━━━ TESTO ━━━

Quotidiano indipendente di economia e politica dei trasporti
05:58 GMT+1
COUNCIL OF INTERMODAL SHIPPING CONSULTANTS
ANNO XXV - Numero 7/2007 - LUGLIO 2007
Trasporto marittimo
Il crollo delle
pile di contenitori a bordo: esperti ancora perplessi
Malgrado le copiose,
frenetiche indagini, pochi progressi sono stati fatti in ordine alla
soluzione del mistero inerente a cosa mai abbia causato il crollo
delle pile di contenitori avvenuto lo scorso anno su varie moderne
navi portacontainers.
Oltre un anno dopo la
valanga di incidenti menzionati nella tabella sottostante - e da
allora se ne sono verificati altri ancora - sembra che se ne sappia
quanto prima.
George Fawcett,
direttore reclami sull’equipaggiamento del TT Club, una delle
principali compagnie di assicurazione coinvolte, si lamenta: "Sembra
che ciascuno ancora incolpi gli altri, di modo che cercare di
chiarire la situazione non è facile.
Fino a quando non
sarà stata trovata una soluzione, la nostra capacità
di recuperare un po’ di soldi dai responsabili degli incidenti
resterà, ovviamente, assai limitata".

━━━ RECORD FORNITI ━━━

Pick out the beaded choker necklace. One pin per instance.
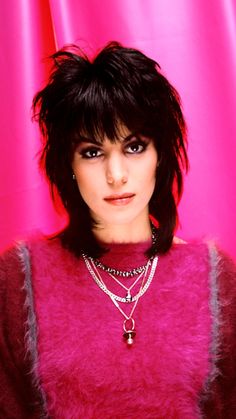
(144, 273)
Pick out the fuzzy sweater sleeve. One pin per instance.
(221, 399)
(18, 399)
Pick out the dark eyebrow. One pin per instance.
(89, 140)
(98, 143)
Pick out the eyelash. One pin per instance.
(94, 153)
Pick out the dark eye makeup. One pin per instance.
(131, 145)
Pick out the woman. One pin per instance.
(114, 317)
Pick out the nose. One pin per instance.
(116, 170)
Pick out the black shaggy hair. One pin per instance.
(93, 97)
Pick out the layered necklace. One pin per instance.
(143, 276)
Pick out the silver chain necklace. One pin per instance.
(129, 323)
(118, 272)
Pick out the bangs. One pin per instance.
(102, 109)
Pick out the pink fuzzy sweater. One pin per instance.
(62, 351)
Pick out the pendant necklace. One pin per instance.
(129, 331)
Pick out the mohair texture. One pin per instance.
(182, 358)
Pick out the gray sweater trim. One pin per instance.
(31, 335)
(214, 303)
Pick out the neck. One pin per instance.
(124, 233)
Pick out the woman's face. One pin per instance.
(116, 180)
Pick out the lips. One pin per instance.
(119, 199)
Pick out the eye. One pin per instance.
(136, 147)
(91, 153)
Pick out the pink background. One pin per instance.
(195, 44)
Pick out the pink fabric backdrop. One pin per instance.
(195, 43)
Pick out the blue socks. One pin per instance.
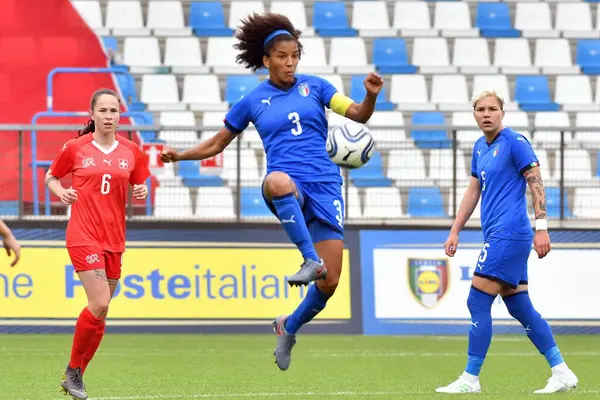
(480, 333)
(292, 219)
(313, 303)
(520, 307)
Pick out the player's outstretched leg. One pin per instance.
(281, 189)
(480, 338)
(519, 305)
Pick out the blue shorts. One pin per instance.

━━━

COMPITI ASSEGNATI:
**a.** Riscrivi in forma più concisa il paragrafo dell'articolo sul crollo delle pile di contenitori che comincia con "Malgrado le copiose", mantenendone i fatti principali.
**b.** Riprendi l'articolo sul crollo delle pile di contenitori a bordo a partire dal punto in cui si interrompe.

RISULTATI:
**a.** Nonostante indagini numerose e frenetiche, si sono fatti pochi progressi nel capire che cosa abbia provocato, lo scorso anno, il crollo delle pile di contenitori su varie moderne navi portacontainer.

**b.**
ESEMPI DI
INCIDENTI NEL 2006
RELATIVI AL CROLLO
DELLE PILE DI CONTENITORI A BORDO
Data
Nome nave
Capacità (TEU)
Bandiera
Perdita approssimativa (containers)
Località
Gennaio 2006
PONL Genoa
2.902
Gran Bretagna
55
Canale della Manica
Febbraio 2006
PONL Mondriaan
8.500
Liberia
58
Costa olandese
Febbraio 2006
PONL Mondriaan
8.500
Liberia
50
Golfo di Biscaglia
Febbraio 2006
CMA CGM Othello
8.500
Francia
50
Golfo di Biscaglia
Febbraio 2006
CMA CGM Verdi
5.782
Bahamas
80
Capo Finistere
Nota: PONL = P&O
Nedlloyd
Fonte: Filiale
Incidenti Marittimi del Regno Unito
E’ facile
constatare perché i vettori marittimi dovrebbero dare la
colpa al cattivo tempo.
Tutti quanti gli
incidenti sono avvenuti in condizioni di vento forza 10 e, come
recenti ricerche hanno rivelato, ci sono più onde "anomale"
di quanto si stimasse in precedenza.
D’altro canto,
le navi portacontainers da anni solcano i mari in tempesta ed il
fenomeno delle pile di box che crollano sul ponte è
relativamente nuovo.
Inoltre, oltre 110
milioni di TEU vengono spediti via mare senza problemi ogni anno, di
modo che il problema diventa maggiormente intrigante.
Al fine di inquadrare
meglio la questione nel suo giusto contesto, è bene notare
che quando la MSC Napoli (4.700 TEU) ha cominciato ad avere
grossi problemi strutturali nel Canale della Manica all’inizio
di quest’anno, sbandando altresì su una fiancata,
l’unico momento in cui qualche contenitore è andato
perduto è stato quando alla fine la nave ha dovuto arenarsi
nella baia di Lyme.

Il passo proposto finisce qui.